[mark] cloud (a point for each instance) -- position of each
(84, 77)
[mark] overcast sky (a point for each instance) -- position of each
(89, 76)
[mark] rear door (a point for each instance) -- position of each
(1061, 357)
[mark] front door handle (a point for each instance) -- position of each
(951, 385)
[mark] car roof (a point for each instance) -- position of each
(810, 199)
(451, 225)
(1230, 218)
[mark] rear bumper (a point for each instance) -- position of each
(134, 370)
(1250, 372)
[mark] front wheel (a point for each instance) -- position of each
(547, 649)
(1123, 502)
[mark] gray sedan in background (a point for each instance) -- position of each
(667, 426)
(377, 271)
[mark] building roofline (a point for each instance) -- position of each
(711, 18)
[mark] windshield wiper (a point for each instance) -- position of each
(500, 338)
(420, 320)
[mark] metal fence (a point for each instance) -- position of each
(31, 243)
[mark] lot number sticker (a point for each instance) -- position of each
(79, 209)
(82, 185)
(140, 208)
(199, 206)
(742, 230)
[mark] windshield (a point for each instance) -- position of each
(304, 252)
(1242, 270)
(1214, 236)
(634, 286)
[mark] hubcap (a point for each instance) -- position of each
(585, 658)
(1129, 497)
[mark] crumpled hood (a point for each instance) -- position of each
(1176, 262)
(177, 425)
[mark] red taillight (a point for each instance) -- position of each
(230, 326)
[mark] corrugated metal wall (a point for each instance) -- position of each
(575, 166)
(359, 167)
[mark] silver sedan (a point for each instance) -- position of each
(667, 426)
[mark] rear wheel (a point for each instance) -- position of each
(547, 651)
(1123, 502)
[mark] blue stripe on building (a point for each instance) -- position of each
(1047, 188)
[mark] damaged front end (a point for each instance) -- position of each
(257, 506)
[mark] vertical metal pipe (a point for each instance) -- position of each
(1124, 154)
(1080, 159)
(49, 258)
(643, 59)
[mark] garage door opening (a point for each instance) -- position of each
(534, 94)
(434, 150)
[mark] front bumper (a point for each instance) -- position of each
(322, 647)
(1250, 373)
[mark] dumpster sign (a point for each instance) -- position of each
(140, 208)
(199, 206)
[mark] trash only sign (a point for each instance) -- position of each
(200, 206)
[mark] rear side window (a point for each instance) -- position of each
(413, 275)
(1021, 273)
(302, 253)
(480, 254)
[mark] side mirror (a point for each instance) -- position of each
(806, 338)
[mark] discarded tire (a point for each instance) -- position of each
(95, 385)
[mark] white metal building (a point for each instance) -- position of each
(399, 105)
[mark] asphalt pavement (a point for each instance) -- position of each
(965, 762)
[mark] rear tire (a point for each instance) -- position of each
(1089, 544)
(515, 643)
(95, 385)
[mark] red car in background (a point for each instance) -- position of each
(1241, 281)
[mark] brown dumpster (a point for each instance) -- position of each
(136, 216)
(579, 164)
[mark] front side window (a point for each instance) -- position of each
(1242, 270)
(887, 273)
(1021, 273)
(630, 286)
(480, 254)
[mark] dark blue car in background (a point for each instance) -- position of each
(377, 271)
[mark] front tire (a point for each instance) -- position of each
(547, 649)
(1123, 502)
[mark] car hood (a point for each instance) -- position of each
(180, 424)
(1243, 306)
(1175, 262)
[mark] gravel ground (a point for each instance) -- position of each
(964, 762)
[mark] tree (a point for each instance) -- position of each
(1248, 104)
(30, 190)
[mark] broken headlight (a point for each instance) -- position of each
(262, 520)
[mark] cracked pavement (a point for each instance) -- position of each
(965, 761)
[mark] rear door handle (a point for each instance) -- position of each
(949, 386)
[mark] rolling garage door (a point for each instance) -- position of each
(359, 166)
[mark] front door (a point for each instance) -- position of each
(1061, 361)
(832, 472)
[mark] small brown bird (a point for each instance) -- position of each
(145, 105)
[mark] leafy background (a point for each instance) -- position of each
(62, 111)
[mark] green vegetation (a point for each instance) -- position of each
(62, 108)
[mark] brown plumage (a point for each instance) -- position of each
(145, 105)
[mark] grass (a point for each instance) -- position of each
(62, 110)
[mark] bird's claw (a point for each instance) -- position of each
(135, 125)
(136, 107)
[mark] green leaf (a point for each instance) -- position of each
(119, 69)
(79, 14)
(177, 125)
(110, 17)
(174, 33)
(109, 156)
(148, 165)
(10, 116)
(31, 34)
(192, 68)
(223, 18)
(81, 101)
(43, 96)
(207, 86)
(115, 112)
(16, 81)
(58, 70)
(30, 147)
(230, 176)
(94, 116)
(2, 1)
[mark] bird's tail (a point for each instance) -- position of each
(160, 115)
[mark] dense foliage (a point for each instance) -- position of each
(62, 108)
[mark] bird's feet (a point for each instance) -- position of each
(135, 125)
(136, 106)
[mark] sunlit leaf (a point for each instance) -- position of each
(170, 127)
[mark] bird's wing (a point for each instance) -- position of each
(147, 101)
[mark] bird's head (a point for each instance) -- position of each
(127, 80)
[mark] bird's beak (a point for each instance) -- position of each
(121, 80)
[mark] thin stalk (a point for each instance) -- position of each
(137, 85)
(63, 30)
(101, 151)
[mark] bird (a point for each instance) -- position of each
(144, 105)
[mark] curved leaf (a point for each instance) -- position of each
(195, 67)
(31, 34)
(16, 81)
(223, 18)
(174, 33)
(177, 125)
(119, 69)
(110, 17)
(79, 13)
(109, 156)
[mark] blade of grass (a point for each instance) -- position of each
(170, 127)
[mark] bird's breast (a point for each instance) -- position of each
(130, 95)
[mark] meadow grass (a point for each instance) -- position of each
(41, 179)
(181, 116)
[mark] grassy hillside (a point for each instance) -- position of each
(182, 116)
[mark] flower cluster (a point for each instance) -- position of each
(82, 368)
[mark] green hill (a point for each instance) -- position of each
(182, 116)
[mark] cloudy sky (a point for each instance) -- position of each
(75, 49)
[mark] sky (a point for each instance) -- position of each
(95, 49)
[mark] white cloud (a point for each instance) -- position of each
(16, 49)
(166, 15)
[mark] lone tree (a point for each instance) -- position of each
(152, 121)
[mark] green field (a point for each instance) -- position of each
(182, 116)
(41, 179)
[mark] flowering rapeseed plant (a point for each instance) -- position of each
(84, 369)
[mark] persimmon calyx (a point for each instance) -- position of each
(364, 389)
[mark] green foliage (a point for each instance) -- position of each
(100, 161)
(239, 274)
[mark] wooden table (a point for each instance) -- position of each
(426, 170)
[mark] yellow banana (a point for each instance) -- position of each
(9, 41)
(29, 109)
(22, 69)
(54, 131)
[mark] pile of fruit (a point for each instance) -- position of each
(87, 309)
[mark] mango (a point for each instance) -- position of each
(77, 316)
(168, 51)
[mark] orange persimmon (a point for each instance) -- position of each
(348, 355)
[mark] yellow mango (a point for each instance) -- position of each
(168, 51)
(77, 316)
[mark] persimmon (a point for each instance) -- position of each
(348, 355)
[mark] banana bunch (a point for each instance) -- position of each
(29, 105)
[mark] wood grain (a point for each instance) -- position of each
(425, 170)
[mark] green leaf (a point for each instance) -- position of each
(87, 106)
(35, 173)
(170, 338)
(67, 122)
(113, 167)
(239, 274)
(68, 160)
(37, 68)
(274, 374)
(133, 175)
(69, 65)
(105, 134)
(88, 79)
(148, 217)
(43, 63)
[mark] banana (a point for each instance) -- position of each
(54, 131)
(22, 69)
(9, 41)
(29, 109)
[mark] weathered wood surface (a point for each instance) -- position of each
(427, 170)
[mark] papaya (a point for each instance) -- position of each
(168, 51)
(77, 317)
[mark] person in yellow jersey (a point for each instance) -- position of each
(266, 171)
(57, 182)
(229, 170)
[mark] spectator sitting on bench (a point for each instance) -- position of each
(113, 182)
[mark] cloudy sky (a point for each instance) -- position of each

◆ The task:
Each line of the data needs to be repeated exactly.

◆ Answer space:
[mark] cloud (a point for each instance) -- position of each
(84, 77)
[mark] overcast sky (a point for each instance) -- position of each
(89, 76)
[mark] rear door (a point for each instance) -- position of each
(1061, 357)
[mark] front door handle (a point for each instance) -- position of each
(951, 385)
[mark] car roof (a point for each instance) -- position of each
(810, 199)
(451, 225)
(1230, 218)
[mark] rear bumper (a point for each instance) -- position of each
(134, 370)
(1250, 372)
[mark] front wheel (a point for each instance) -- position of each
(547, 649)
(1123, 502)
[mark] gray sedan in background (a point for each instance) -- position of each
(667, 426)
(377, 271)
[mark] building roofline (a point for each instance) -- position of each
(711, 18)
[mark] windshield wiper (a point for each instance) -- position of each
(500, 338)
(420, 320)
[mark] metal fence (a point for each instance) -- position of each
(31, 243)
[mark] lot number sticker (a point for each instance) -- position of each
(79, 209)
(82, 185)
(140, 208)
(199, 206)
(742, 230)
[mark] windshield (a point for each instance) -- position of each
(304, 252)
(1242, 270)
(1214, 236)
(634, 286)
[mark] hubcap (a point for each instance) -- position of each
(585, 658)
(1129, 497)
[mark] crumpled hood (a point for each instance) -- position of each
(1176, 262)
(177, 425)
[mark] red taillight (a point for each instance) -- position of each
(230, 326)
[mark] corrugated metal wall (a point for each instance) -- position of each
(575, 166)
(359, 167)
[mark] silver sedan (a point for each instance) -- position of each
(667, 426)
[mark] rear wheel (a point for each instance) -- position of each
(547, 651)
(1123, 502)
[mark] blue stripe on building (a point for each instance) -- position of each
(1047, 188)
[mark] damaged front end (a point for each instance) -- position of each
(257, 506)
[mark] vertical metal pipe (a point for each instance) -- position of each
(1124, 154)
(1080, 159)
(49, 258)
(643, 59)
[mark] garage door opening (a point for each instance) -- position of each
(534, 94)
(434, 150)
[mark] front bumper (a point for each instance) -- position of each
(322, 647)
(1250, 373)
[mark] dumpster sign (a point for each instance) -- position of each
(140, 208)
(199, 206)
[mark] trash only sign (a point for each instance) -- position of each
(200, 206)
[mark] rear side window (a point for each instance) -- position of each
(413, 275)
(1021, 273)
(302, 253)
(480, 254)
[mark] side mirror (a point for each instance) -- position of each
(806, 338)
[mark] discarded tire (a point for each instance) -- position of each
(95, 385)
[mark] white metal building (a point for each instance) -- position of each
(399, 105)
[mark] asphalt pavement (a point for each instance) -- position of each
(965, 762)
[mark] rear tire (a point for each instance) -- position of each
(1089, 544)
(515, 643)
(95, 385)
[mark] red car in background (a point for each instance) -- position of each
(1241, 281)
[mark] brown dumpster (a point for each instance) -- position of each
(136, 216)
(579, 164)
[mark] front side window (a point for each instance) -- position of each
(1242, 270)
(887, 273)
(1021, 273)
(630, 286)
(480, 254)
[mark] dark blue car in background (a point for each instance) -- position of each
(377, 271)
[mark] front tire (a point for each instance) -- position of each
(547, 649)
(1123, 502)
[mark] car hood (a point for each instance) -- position of each
(180, 424)
(1243, 306)
(1175, 262)
[mark] gravel ground (a point for each instance) -- position of each
(964, 762)
[mark] tree (a point for each instance) -- position of each
(1248, 104)
(30, 190)
[mark] broken headlight (a point for each instance) -- position of each
(262, 520)
[mark] cracked pavement (a point for each instance) -- position of each
(965, 761)
[mark] rear door handle (a point for each instance) -- position of each
(949, 386)
[mark] rolling garage door (a point for each instance) -- position of each
(359, 166)
[mark] front door (a point for each instance) -- position of each
(1061, 361)
(832, 472)
[mark] small brown bird (a point for each instance) -- position of each
(145, 105)
[mark] leafy background (a point for each instance) -- position of each
(62, 111)
[mark] green vegetation (a point for each instance) -- position of each
(62, 108)
[mark] brown plumage (a point for each instance) -- position of each
(145, 105)
[mark] grass (a point for each instance) -- position of each
(62, 110)
[mark] bird's claw (a point for each instance) -- position of each
(135, 125)
(136, 107)
[mark] green leaf (a point for each instance) -- position of each
(119, 69)
(79, 14)
(177, 125)
(110, 17)
(174, 33)
(109, 156)
(148, 165)
(10, 116)
(31, 34)
(192, 68)
(223, 18)
(81, 101)
(43, 96)
(207, 86)
(115, 112)
(16, 81)
(58, 70)
(30, 147)
(230, 176)
(94, 116)
(2, 1)
[mark] bird's tail (a point for each instance) -- position of each
(160, 115)
[mark] dense foliage (a point for each instance) -- position of each
(62, 108)
[mark] bird's feet (a point for each instance) -- position of each
(135, 125)
(136, 106)
[mark] sunlit leaf (a point for each instance) -- position of each
(170, 127)
[mark] bird's wing (a point for each instance) -- position of each
(147, 101)
[mark] bird's head (a point for each instance) -- position of each
(127, 80)
[mark] bird's beak (a point for each instance) -- position of each
(121, 80)
[mark] thin stalk (a point for each instance) -- position of each
(137, 85)
(63, 30)
(101, 151)
[mark] bird (a point for each instance) -- position of each
(144, 105)
[mark] curved leaf (a point for each instance) -- position of each
(195, 67)
(31, 34)
(16, 81)
(223, 18)
(174, 33)
(177, 125)
(119, 69)
(110, 17)
(79, 13)
(109, 156)
[mark] blade of grass (a point for each instance) -- position of each
(170, 127)
[mark] bird's breast (a point for each instance) -- position of each
(130, 95)
[mark] meadow grass (a point for each instance) -- position of each
(41, 179)
(181, 116)
[mark] grassy hillside (a point for each instance) -- position of each
(182, 116)
[mark] flower cluster (a point for each instance) -- position of each
(82, 368)
[mark] green hill (a point for each instance) -- position of each
(182, 116)
[mark] cloudy sky (a point for each instance) -- position of each
(75, 49)
[mark] sky (a point for each instance) -- position of each
(95, 49)
[mark] white cloud (a point for each instance) -- position of each
(16, 49)
(166, 15)
[mark] lone tree (a point for each instance) -- position of each
(152, 121)
[mark] green field (a point for each instance) -- position of each
(182, 116)
(41, 179)
[mark] flowering rapeseed plant (a point for each instance) -- position of each
(84, 369)
[mark] persimmon calyx (a point for each instance) -- position of each
(364, 389)
[mark] green foliage (a point for each instance) -- position of each
(100, 161)
(239, 274)
[mark] wooden table (a point for each instance) -- position of each
(426, 170)
[mark] yellow banana (a point for each instance) -- position of each
(9, 41)
(29, 109)
(22, 69)
(54, 131)
[mark] pile of fruit (a point for each instance) -- position of each
(87, 309)
[mark] mango (a point for each instance) -- position of each
(77, 316)
(168, 51)
[mark] orange persimmon (a point for each instance) -- position of each
(348, 355)
[mark] yellow mango (a point for each instance) -- position of each
(168, 51)
(77, 316)
[mark] persimmon (a point for each instance) -- position of each
(348, 355)
[mark] banana bunch (a point for each instance) -- position of each
(29, 105)
[mark] wood grain (a point for each instance) -- position of each
(425, 170)
[mark] green leaf (a point for each instance) -- position of each
(87, 106)
(35, 173)
(170, 338)
(67, 122)
(113, 167)
(239, 274)
(68, 160)
(37, 68)
(274, 374)
(133, 175)
(69, 65)
(105, 134)
(88, 79)
(148, 217)
(43, 63)
[mark] banana (a point for each instance) -- position of each
(54, 131)
(22, 69)
(9, 41)
(29, 109)
[mark] weathered wood surface (a point for each instance) -- position of each
(427, 170)
[mark] papaya (a point for each instance) -- position of each
(168, 51)
(77, 317)
[mark] person in yellow jersey (a point for each instance) -- position of each
(266, 171)
(57, 182)
(229, 170)
[mark] spectator sitting on bench (a point for each instance) -- position of each
(113, 182)
[mark] cloudy sky (a point for each instance) -- position of each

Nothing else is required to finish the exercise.